▶ Description of the task:
Print, exactly and completely, every entry in the data.

(Referring expression data)
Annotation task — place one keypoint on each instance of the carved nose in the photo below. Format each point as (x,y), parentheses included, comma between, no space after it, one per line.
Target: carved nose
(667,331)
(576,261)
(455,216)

▶ Response box:
Annotation task — place one keypoint on each instance of the carved nose in the photo below. Format each point as (x,y), parentheses included, comma between, no space after it, one per line.
Target: carved nose
(667,331)
(576,261)
(455,216)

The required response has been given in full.